§ Directive A:
Answer these questions from the profile of Alan Whicker below, one answer per line, marked the same way:
(i) In what city and year was Whicker born?
(ii) Which web portal are the new commercials for?
(iii) Which car has Whicker had a long love-affair with?
** begin Text excerpt **
Whicker does have one phobia. "The bugs are the things that get to you," he says. "We know all about midges in Scotland, but the bugs in northern Australia are something else." But he cannot imagine a situation so uncomfortable that he might be moved to walk off set. "It wouldn't even enter my head," he says. "I'm an itinerant journeyman; I'm very happy to report from anywhere about anything."
After being buried and soaked on the beach, Whicker is up and filming again the next morning. This time he is clambering into the back of a giant basket so that he can be carried through a vineyard on the back of a hulking peasant farmer.
Part of the script requires him to use his unmistakable deadpan delivery to utter the words of a Queen rock anthem. "Don't stop me now 'cause I'm having a good time," drones Whicker. "I'm having a ball. Don't stop me now... Two hundred degrees, that's why they call me Mr Fahrenheit, I'm travelling at the speed of light..."
He is hoping that the commercials, for the web portal Travelocity.co.uk, will have a similar impact to his famous campaign for Barclaycard in the Eighties, which still causes people to stop him in the street, quoting the catchphrase: "Unlike some charge cards I could mention."
His willingness to send himself up shows that in spite of his early background as a hard-nosed correspondent, he has never taken himself too seriously and wants to be known for a sense of fun. "I think it does everyone a little bit of good. One doesn't stand on one's dignity," he says. "A lot of our programmes have been very light-hearted. They have been happy programmes - that's the intention. The main thing is always interest; you can do anything in television provided you're not boring."
Swiss Toni, the dapper and carefully-coiffured star of the BBC's The Fast Show, with his love of fine wines, fine cars and fine women, must surely have been inspired by Whicker, who was the first behind the scenes at Miss World and has had a long love-affair with the Bentley Continental. Entertaining in his hotel suite after the completion of his shoot, he appears a little disappointed that his offer to crack open a bottle of champagne at 11am is not taken up.
Whicker is charming to a fault, but he instantly rejects the suggestion by one commentator that he is the "walking epitome of Englishness". "Oh no," he says. "That's not something I would have said. One may come across as British, but it is not a considered method of living. One behaves as I believe one does off screen. I just do what comes naturally."
Alan Donald Whicker was born in Cairo in 1925, and returned from Egypt when he was a small boy to live in Hampstead, north London, with his mother after his father, a professional soldier, died from rheumatic fever. He was educated at Haberdashers' Aske's School in London, and then became a captain in the Devonshire regiment.
His interest in journalism developed after he was appointed the director of the Film and Photo Unit of the British Eighth Army as it advanced through Italy at the end of the Second World War. His experiences as a young soldier are a key to understanding the unflappable, even fearless, television personality that was later to emerge.
** end Text excerpt **
** begin Material **
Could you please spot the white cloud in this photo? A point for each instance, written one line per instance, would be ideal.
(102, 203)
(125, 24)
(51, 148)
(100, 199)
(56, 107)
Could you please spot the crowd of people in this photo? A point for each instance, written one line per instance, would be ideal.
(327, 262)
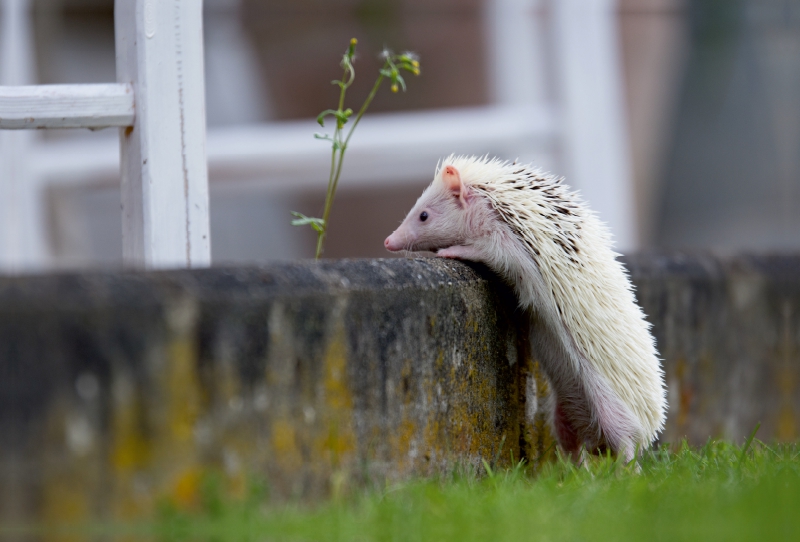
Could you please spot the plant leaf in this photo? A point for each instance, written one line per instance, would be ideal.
(302, 220)
(321, 116)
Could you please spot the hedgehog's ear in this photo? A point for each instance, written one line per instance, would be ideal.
(452, 181)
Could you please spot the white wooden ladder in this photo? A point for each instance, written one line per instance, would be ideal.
(158, 104)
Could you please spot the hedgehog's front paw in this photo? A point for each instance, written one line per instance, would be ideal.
(458, 252)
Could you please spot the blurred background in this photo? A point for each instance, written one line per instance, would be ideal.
(679, 120)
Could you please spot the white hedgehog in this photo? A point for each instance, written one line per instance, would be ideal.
(588, 332)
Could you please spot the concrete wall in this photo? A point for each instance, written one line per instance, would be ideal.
(118, 390)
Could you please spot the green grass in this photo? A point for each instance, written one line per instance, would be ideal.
(721, 492)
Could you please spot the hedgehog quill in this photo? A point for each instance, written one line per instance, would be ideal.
(588, 333)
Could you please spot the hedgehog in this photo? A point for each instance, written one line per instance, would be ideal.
(587, 332)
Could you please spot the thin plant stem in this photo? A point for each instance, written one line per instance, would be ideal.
(390, 68)
(333, 182)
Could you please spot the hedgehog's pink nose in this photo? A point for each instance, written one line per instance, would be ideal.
(392, 243)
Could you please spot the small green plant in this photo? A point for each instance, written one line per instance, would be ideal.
(392, 66)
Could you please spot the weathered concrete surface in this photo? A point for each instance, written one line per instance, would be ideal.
(117, 390)
(728, 330)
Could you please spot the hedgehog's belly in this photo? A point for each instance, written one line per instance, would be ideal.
(573, 418)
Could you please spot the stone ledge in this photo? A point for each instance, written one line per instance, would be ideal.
(120, 389)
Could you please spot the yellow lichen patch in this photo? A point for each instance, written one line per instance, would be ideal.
(174, 449)
(183, 390)
(185, 491)
(130, 452)
(787, 424)
(284, 445)
(339, 441)
(401, 439)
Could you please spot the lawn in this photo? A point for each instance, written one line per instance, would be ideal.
(720, 492)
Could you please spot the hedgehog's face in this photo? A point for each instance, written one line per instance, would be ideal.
(440, 218)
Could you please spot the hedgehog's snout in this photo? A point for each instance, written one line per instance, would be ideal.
(393, 243)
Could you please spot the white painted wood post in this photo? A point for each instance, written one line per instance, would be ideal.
(22, 207)
(165, 220)
(589, 74)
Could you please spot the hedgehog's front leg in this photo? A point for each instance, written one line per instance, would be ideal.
(460, 252)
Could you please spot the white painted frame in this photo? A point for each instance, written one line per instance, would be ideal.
(159, 103)
(544, 55)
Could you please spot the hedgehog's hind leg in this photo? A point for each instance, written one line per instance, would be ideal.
(566, 433)
(620, 428)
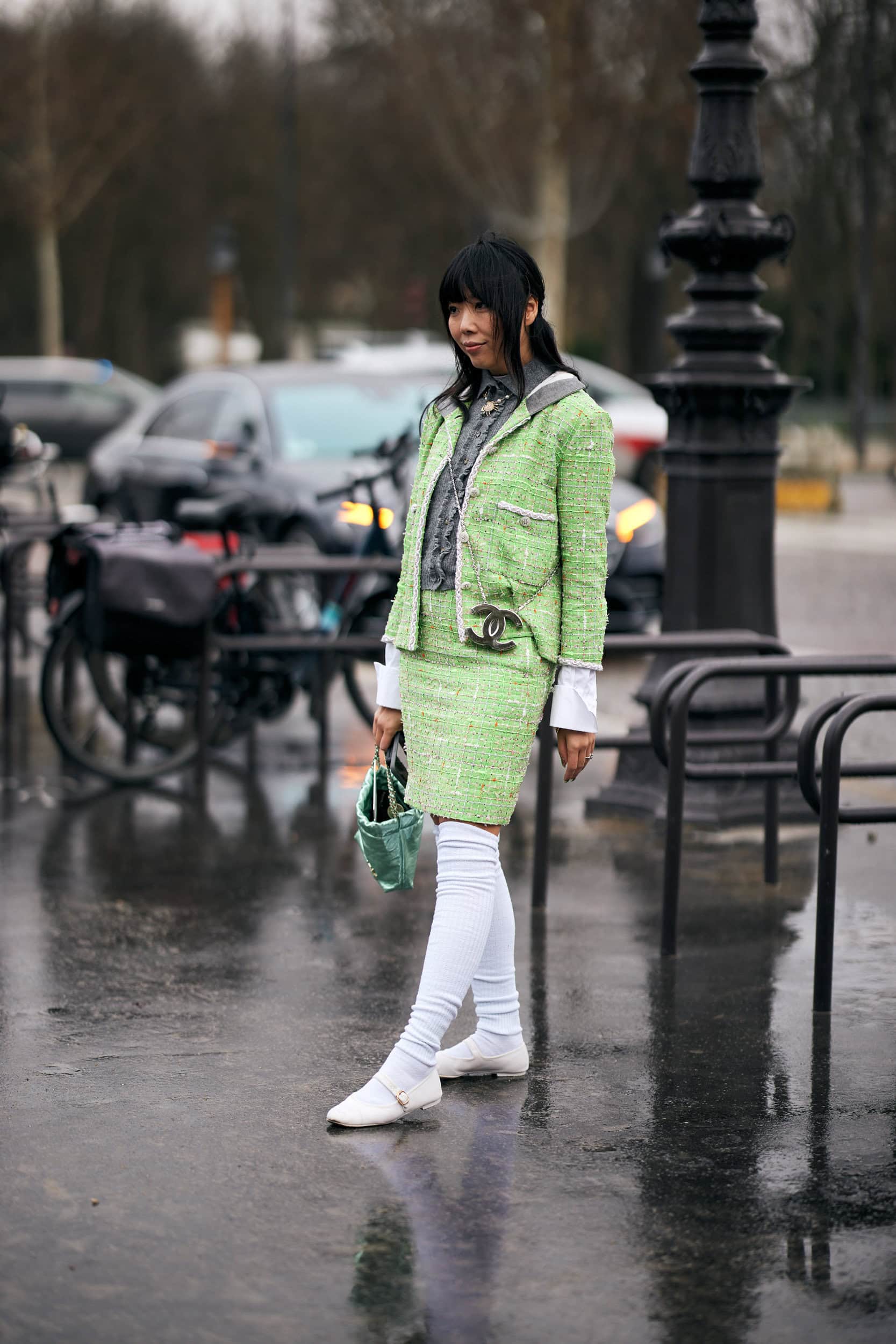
** end Material **
§ Directive B: Pick out every line of the records above that contains the word "concrete", treating case as significant, and copy each one.

§ Exercise response A:
(i) Cairo, 1925
(ii) Travelocity.co.uk
(iii) The Bentley Continental

§ Exercise response B:
Could you please spot the concrete wall in this photo? A point for each instance, written one line per instance, would be ideal.
Could you please spot the weathered concrete surface in this photo? A point for each instance, written one line per instance, would be ideal.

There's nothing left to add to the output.